- [Instructions]:
(1) In the storage architecture diagram below, what is the full name of Layer 1 of the cache hierarchy?
(2) Decide whether each statement agrees with the storage architecture diagram below, answering yes or no and quoting the deciding words: (a) The read request shown asks for page "p42". (b) Layer 2 is labeled as holding hot pages. (c) A hit in Layer 1 returns Arc<Page>.

╭─ Document segment

Level 3: Storage Architecture Deep-Dive

Cache Hierarchy

╔══════════════════════════════════════════════════════════════════╗
║                   READ REQUEST: get_page("p42")                  ║
╚════════════════════════════╤═════════════════════════════════════╝
                             │
                             ▼
          ╔══════════════════════════════════════╗
          ║ LAYER 1: Uncompressed Page Cache    ║
          ║         (UPC / hot pages)            ║
          ╚══════════════════════════════════════╝
                             │
              ┌──────────────┼──────────────┐
              │              │              │
              ▼              ▼              ▼
        Read lock     HashMap lookup   Found?
              │              │              │
              └──────────────┴──YES─────────┴──▶ return Arc<Page>
                             │
                            NO (miss)
                             │
                             ▼
          ╔══════════════════════════════════════╗
          ║ LAYER 2: Compressed Page Cache       ║
          ║         (CPC / cold blobs)            ║
          ╚══════════════════════════════════════╝
                             │
              ┌──────────────┼──────────────┐
              │              │              │
              ▼              ▼              ▼
        Read lock     HashMap lookup   Found?

╰─
╭─ Data listing

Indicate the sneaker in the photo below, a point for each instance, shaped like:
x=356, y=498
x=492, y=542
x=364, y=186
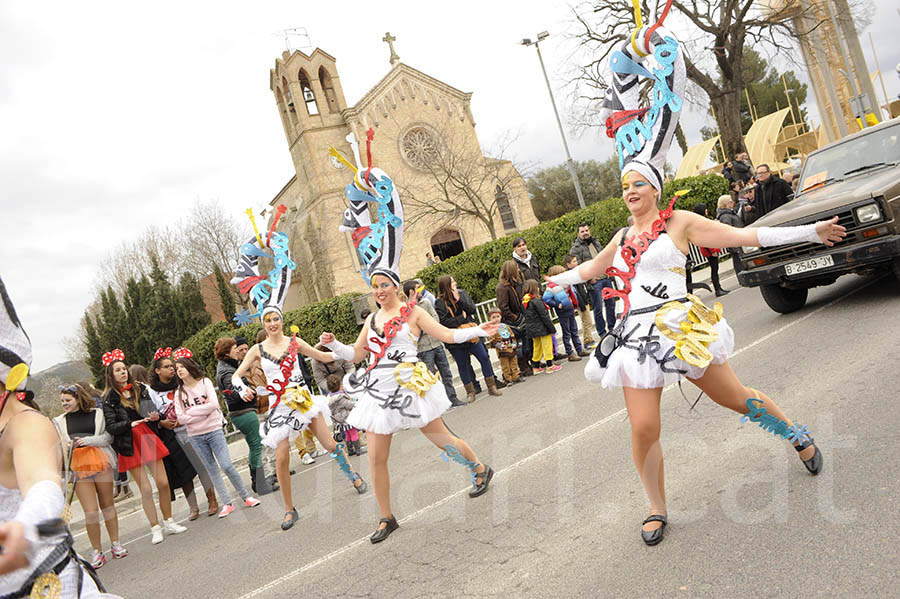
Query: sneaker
x=118, y=551
x=157, y=537
x=172, y=528
x=98, y=560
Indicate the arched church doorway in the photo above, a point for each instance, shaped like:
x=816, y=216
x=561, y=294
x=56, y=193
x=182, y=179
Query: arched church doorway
x=446, y=243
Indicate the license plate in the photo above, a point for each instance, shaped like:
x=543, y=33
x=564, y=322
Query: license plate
x=796, y=268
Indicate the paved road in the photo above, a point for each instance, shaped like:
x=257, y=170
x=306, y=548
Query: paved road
x=563, y=514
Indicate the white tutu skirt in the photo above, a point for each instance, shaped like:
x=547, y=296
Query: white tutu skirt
x=284, y=422
x=644, y=358
x=384, y=407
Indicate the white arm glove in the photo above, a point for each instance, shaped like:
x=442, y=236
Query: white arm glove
x=342, y=351
x=237, y=385
x=769, y=236
x=467, y=334
x=570, y=277
x=45, y=501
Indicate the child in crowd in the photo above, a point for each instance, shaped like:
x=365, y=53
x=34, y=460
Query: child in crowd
x=340, y=405
x=584, y=303
x=504, y=341
x=539, y=327
x=564, y=300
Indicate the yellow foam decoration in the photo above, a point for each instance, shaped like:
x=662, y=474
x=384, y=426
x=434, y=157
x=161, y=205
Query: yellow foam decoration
x=340, y=157
x=695, y=333
x=637, y=13
x=47, y=586
x=298, y=399
x=16, y=376
x=249, y=213
x=420, y=378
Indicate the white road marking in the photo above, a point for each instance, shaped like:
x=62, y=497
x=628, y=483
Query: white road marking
x=539, y=453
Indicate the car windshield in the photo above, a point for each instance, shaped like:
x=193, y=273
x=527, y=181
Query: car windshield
x=854, y=156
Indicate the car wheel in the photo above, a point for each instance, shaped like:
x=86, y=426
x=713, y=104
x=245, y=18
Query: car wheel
x=782, y=299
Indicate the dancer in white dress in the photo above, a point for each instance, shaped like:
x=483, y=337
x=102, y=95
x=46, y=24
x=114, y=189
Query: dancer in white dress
x=665, y=334
x=292, y=407
x=395, y=390
x=37, y=557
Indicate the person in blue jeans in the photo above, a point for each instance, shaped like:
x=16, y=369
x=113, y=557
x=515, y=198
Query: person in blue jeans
x=456, y=310
x=585, y=247
x=564, y=301
x=429, y=349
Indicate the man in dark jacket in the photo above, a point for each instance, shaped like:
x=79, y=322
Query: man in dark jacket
x=585, y=247
x=772, y=191
x=526, y=261
x=741, y=168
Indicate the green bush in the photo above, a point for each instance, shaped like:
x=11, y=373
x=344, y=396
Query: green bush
x=335, y=315
x=477, y=270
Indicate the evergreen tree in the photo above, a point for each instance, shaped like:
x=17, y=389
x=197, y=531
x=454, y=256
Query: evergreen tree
x=226, y=297
x=193, y=309
x=94, y=351
x=161, y=326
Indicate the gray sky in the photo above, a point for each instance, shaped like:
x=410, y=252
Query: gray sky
x=116, y=115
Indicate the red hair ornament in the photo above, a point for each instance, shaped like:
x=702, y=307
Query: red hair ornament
x=116, y=355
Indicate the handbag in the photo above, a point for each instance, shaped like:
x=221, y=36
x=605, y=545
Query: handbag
x=465, y=325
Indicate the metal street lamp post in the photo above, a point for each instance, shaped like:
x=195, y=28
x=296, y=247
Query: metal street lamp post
x=570, y=164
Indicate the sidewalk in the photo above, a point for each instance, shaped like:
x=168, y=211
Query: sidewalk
x=240, y=451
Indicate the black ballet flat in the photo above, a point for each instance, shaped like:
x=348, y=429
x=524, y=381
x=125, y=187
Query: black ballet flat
x=480, y=488
x=383, y=533
x=288, y=524
x=653, y=537
x=813, y=464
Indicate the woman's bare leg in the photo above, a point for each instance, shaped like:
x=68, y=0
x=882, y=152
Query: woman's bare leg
x=283, y=473
x=436, y=432
x=104, y=484
x=646, y=451
x=162, y=488
x=140, y=477
x=723, y=387
x=87, y=497
x=320, y=430
x=379, y=451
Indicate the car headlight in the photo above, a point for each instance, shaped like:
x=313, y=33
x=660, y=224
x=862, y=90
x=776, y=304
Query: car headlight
x=868, y=213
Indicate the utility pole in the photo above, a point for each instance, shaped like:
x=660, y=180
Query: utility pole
x=570, y=164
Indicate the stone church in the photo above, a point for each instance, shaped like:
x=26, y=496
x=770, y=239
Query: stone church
x=415, y=118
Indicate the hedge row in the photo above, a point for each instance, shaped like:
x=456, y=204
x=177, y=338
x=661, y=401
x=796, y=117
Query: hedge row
x=477, y=270
x=334, y=314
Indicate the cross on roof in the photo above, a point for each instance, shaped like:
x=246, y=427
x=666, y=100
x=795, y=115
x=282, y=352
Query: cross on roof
x=390, y=39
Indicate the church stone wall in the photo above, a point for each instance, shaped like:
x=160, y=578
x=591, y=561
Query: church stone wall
x=405, y=98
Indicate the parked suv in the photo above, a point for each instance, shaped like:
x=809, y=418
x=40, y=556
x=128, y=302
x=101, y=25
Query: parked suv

╰─

- [Expected outputs]:
(1) Uncompressed Page Cache

(2)
(a) Yes: "get_page("p42")"
(b) No: "(CPC / cold blobs)"
(c) Yes: "return Arc<Page>"